The supermarket shelves are awash with collaborations as brands join forces to create new experiences for consumers. Some are inspired successes and others should never have seen the light of day. The latest innovations include Donut King cinnamon flavoured Twisties, Green Tea KitKat and a Carman’s Violet Crumble protein bar. I still have nightmares about the Vegemite chocolate that was thankfully withdrawn quickly. And don’t get me started on the multiple dog cross breeds- beagliers, bernedoodles, dorgis and more. Somewhere there’s a poodle anxious about who they’ll have to mate with next.
Some collaborations make sense but others can destroy value for both organisations. Just because you can collaborate doesn’t mean that it will add value or make sense for your organisation or audiences. When you’re exploring a partnership, consider these 3 core principles to weigh up the opportunity.
Identity and reputation
A good partnership must have alignment with your identity, value and reputation. Importantly, your audiences and customers must understand that alignment or the dissonance will attract unfavourable responses. When Heart Foundation gave a tick of approval to McDonald’s, albeit for their salad range, it caused a firestorm of protest. Heart health and junk food don’t mix well and the reputation of the Foundation suffered. Similarly the partnership between the McGrath foundation and Jim Barry Wines is risky when alcohol is a known carcinogen.

WORK TO COMPLETE:
[1] In the article on brand collaborations, which organization faced protest after giving its tick of approval to McDonald's?
[2] Transcribe the article on brand collaborations, starting at "Some collaborations make" and ending at "a known carcinogen.".
[3] Go on with the article on brand collaborations from the point where it stops.
None of this involves the entries.

PROVIDED MATERIAL:

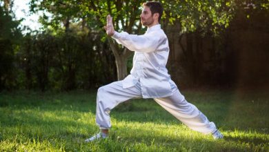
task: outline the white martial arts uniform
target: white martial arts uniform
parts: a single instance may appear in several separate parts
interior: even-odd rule
[[[214,122],[188,103],[166,68],[168,41],[159,24],[148,28],[142,35],[117,32],[112,38],[134,51],[130,75],[98,89],[96,122],[101,129],[111,127],[110,112],[132,98],[153,98],[159,105],[190,129],[203,133],[217,131]]]

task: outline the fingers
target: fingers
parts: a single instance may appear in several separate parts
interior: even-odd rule
[[[106,23],[107,26],[111,26],[112,24],[112,17],[111,17],[110,15],[106,17]]]

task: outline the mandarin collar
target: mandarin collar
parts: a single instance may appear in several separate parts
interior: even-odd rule
[[[161,24],[157,24],[157,25],[151,26],[150,28],[148,27],[148,29],[147,29],[146,32],[149,32],[150,31],[153,31],[153,30],[159,30],[159,29],[161,29]]]

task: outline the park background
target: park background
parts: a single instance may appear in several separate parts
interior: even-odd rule
[[[206,137],[205,142],[203,136],[183,128],[187,129],[186,133],[197,135],[198,141],[195,138],[184,140],[186,135],[180,133],[184,135],[179,135],[179,145],[171,140],[162,146],[159,145],[163,141],[154,136],[159,133],[156,129],[155,134],[150,135],[152,137],[137,135],[132,144],[133,140],[128,139],[128,130],[121,129],[121,122],[116,120],[114,121],[119,122],[112,135],[117,136],[119,133],[116,131],[117,128],[123,129],[123,133],[125,131],[126,133],[121,136],[126,135],[122,138],[127,138],[127,142],[119,142],[125,146],[114,143],[113,140],[119,140],[113,135],[111,140],[90,144],[92,148],[77,140],[75,145],[68,146],[70,143],[66,143],[74,141],[65,137],[68,142],[57,140],[60,135],[66,133],[56,129],[56,132],[50,134],[49,131],[59,126],[68,127],[59,122],[59,120],[68,119],[64,115],[55,118],[63,115],[57,110],[61,111],[62,107],[70,110],[64,113],[70,115],[70,124],[66,122],[66,124],[78,127],[76,129],[79,134],[68,133],[68,137],[74,137],[80,141],[90,135],[87,132],[94,133],[96,131],[93,120],[97,89],[124,78],[132,68],[133,55],[133,53],[106,35],[103,29],[106,17],[108,14],[113,17],[115,29],[119,31],[143,34],[146,28],[139,22],[139,15],[144,1],[30,0],[27,13],[39,13],[41,25],[32,30],[22,26],[24,19],[16,17],[14,1],[0,0],[0,141],[3,149],[23,151],[32,147],[33,150],[46,151],[44,147],[51,145],[47,148],[52,151],[142,151],[139,150],[142,148],[148,151],[199,151],[201,148],[201,151],[268,150],[269,1],[160,1],[164,7],[161,24],[169,39],[170,52],[167,68],[172,79],[186,94],[187,99],[190,99],[221,126],[221,130],[230,140],[221,141],[222,146],[219,143],[216,146],[216,142],[209,137]],[[113,119],[141,123],[155,122],[171,124],[172,128],[179,127],[179,130],[184,127],[177,126],[179,122],[175,118],[155,108],[151,102],[146,102],[152,108],[141,106],[147,106],[148,104],[140,100],[123,104],[115,110],[114,115],[117,117]],[[51,107],[52,105],[54,108]],[[45,117],[45,124],[26,115],[31,108],[34,109],[30,112],[32,115]],[[51,115],[50,117],[38,113],[43,111],[46,114],[46,110],[51,111],[48,114]],[[138,113],[135,113],[136,111]],[[161,111],[159,113],[164,116],[155,113],[155,111]],[[75,112],[79,113],[73,117],[72,113]],[[90,113],[89,116],[86,116],[87,113]],[[127,113],[127,118],[121,116],[121,113]],[[139,118],[132,117],[133,113]],[[20,115],[25,115],[19,117]],[[28,122],[26,118],[29,118]],[[80,124],[83,127],[81,131],[79,129],[78,120],[83,122]],[[44,125],[48,121],[56,122],[54,126],[46,128],[48,131],[43,128],[42,133],[37,124]],[[31,123],[37,124],[35,129],[27,130]],[[130,128],[134,126],[132,124],[127,123]],[[153,128],[151,124],[146,125]],[[165,128],[161,125],[159,128],[162,127]],[[28,133],[26,135],[21,129]],[[76,132],[76,129],[72,129]],[[257,134],[252,134],[253,132]],[[169,134],[169,131],[167,133]],[[44,133],[50,135],[44,136]],[[54,142],[48,140],[49,137],[55,139]],[[201,140],[206,144],[201,144]],[[27,144],[21,144],[23,142]],[[188,145],[189,142],[192,144]],[[36,143],[41,143],[40,147]],[[197,146],[197,143],[200,146]],[[171,144],[171,149],[166,147]]]

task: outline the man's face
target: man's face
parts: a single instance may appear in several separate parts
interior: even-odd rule
[[[140,15],[140,19],[143,26],[150,26],[153,23],[153,16],[149,7],[143,6],[142,12]]]

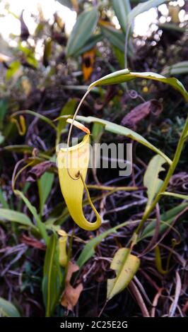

EXPECTED RESPONSES:
[1] The Heart Foundation.

[2]
Some collaborations make sense but others can destroy value for both organisations. Just because you can collaborate doesn’t mean that it will add value or make sense for your organisation or audiences. When you’re exploring a partnership, consider these 3 core principles to weigh up the opportunity.
Identity and reputation
A good partnership must have alignment with your identity, value and reputation. Importantly, your audiences and customers must understand that alignment or the dissonance will attract unfavourable responses. When Heart Foundation gave a tick of approval to McDonald’s, albeit for their salad range, it caused a firestorm of protest. Heart health and junk food don’t mix well and the reputation of the Foundation suffered. Similarly the partnership between the McGrath foundation and Jim Barry Wines is risky when alcohol is a known carcinogen.

[3]
In brand alliances a good partnership can lead to a 28% return on investment, far exceeding the 18% yield on marketing activities alone. The upside for corporate brands is very attractive, but a non-profit partner needs to take a careful look at the fit for their own identify and reputation. When in doubt, trial it on a focus group of your committed supporters first, as internal group think and the lure of a big dollar commitment can cloud the evaluation.
Purpose and impact
Clarity on the purpose and impact of the collaboration will help you evaluate the return for your effort and the value for the communities you serve. Setting a shared partnership vision will elevate the ambition for the partnership and challenge each partner to stretch further. When Boots UK partnered with Macmillan Cancer Support they wanted to have cancer advice available in every high street in Britain. Decjuba Foundation has an ambition to positively impact 25 million lives by 2025. Consider how the partnership will change the story for your beneficiaries and communities and don’t be tempted to create a new program that wasn’t part of your core mission.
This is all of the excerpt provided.